*Data rows*
══════════

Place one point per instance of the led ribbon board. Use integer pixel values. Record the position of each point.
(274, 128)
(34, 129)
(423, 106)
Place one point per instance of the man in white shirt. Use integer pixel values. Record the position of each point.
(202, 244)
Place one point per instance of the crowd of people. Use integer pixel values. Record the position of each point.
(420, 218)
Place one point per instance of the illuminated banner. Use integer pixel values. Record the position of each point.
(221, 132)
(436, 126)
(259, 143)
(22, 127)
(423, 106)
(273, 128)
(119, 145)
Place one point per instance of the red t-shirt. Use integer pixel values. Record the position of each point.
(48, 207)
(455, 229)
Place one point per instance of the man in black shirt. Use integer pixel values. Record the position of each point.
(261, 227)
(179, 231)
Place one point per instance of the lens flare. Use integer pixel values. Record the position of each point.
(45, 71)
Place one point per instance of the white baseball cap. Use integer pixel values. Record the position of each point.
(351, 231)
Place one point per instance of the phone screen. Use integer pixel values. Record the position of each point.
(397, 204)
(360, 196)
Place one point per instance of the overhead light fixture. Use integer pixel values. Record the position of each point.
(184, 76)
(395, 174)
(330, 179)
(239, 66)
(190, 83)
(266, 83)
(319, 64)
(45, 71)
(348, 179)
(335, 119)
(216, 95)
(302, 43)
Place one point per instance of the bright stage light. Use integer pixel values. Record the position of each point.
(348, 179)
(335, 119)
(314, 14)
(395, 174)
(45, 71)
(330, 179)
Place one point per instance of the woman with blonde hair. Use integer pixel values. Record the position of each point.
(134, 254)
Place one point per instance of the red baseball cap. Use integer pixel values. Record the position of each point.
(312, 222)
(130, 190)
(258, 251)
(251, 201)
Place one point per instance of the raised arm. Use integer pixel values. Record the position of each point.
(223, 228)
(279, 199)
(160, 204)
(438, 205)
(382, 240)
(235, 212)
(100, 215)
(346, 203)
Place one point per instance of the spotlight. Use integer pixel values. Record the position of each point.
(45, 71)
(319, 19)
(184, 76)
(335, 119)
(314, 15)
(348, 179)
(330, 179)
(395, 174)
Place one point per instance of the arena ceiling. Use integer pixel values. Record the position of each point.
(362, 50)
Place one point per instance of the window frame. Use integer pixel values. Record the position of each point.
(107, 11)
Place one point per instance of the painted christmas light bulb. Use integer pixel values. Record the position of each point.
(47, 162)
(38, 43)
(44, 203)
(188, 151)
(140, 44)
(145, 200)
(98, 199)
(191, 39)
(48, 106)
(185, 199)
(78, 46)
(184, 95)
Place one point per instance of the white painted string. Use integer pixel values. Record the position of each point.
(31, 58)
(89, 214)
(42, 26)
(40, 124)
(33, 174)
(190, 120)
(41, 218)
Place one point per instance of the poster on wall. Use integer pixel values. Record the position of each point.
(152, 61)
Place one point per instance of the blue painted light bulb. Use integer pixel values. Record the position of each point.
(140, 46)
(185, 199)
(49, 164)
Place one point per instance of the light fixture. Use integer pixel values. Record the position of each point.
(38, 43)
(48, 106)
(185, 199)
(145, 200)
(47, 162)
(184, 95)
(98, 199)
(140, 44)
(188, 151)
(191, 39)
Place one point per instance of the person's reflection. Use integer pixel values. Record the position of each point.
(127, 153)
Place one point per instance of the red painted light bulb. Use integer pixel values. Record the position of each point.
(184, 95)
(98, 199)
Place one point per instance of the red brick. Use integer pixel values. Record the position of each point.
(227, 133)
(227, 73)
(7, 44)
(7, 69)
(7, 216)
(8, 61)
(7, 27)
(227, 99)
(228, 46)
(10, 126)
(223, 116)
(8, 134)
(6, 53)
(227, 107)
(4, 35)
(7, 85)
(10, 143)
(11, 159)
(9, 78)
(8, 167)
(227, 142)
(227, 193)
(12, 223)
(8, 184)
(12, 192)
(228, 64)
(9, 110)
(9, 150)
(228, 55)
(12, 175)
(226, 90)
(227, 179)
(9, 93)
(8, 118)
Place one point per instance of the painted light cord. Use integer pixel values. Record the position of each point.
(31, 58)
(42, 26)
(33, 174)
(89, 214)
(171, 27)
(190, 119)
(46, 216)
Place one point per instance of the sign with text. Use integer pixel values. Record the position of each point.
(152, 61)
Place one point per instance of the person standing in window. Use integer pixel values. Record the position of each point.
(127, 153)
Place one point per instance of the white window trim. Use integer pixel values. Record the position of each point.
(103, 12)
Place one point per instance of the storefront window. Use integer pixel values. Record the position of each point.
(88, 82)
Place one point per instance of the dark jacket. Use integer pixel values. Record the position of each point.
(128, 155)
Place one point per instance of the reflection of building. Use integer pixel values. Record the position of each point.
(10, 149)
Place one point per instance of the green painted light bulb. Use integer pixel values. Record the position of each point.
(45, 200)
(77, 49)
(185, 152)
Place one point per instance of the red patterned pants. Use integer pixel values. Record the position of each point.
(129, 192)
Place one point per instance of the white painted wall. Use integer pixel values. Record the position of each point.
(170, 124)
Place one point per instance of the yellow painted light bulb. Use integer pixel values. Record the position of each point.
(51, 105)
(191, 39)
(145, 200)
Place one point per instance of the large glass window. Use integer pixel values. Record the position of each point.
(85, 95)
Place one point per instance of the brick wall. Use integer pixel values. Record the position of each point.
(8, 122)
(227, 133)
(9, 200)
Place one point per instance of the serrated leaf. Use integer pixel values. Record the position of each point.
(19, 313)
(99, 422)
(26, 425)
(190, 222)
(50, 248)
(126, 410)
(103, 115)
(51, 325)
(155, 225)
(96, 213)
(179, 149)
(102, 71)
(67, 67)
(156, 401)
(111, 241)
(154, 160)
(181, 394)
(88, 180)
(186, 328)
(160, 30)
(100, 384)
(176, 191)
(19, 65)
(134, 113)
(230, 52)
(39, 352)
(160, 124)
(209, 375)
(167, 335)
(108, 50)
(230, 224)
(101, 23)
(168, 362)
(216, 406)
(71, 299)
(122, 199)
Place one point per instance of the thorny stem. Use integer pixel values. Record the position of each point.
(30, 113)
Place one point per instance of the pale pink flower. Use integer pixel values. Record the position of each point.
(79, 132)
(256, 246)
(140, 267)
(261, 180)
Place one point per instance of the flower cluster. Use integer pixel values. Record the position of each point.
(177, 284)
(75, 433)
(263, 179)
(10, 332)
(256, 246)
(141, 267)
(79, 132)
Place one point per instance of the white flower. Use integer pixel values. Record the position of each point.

══════════

*Goal*
Rewrite everything from the line containing "Place one point per instance of the thorny" down to the end of the data, with "flower" replaced by "blossom" and nothing else changed.

*The result*
Place one point per instance of the thorny stem. Use integer pixel values. Record the position of each point.
(30, 113)
Place one point per instance of the pale pink blossom. Use integer pixel values. Record the position of each point.
(79, 132)
(256, 246)
(140, 267)
(261, 180)
Place one point per instance of the blossom cluster. Use integer pixel values. Record the position of each point.
(177, 284)
(75, 433)
(263, 179)
(10, 332)
(256, 246)
(141, 267)
(79, 132)
Place one point per instance of the white blossom. Use integer pixel values. Record the position of each point.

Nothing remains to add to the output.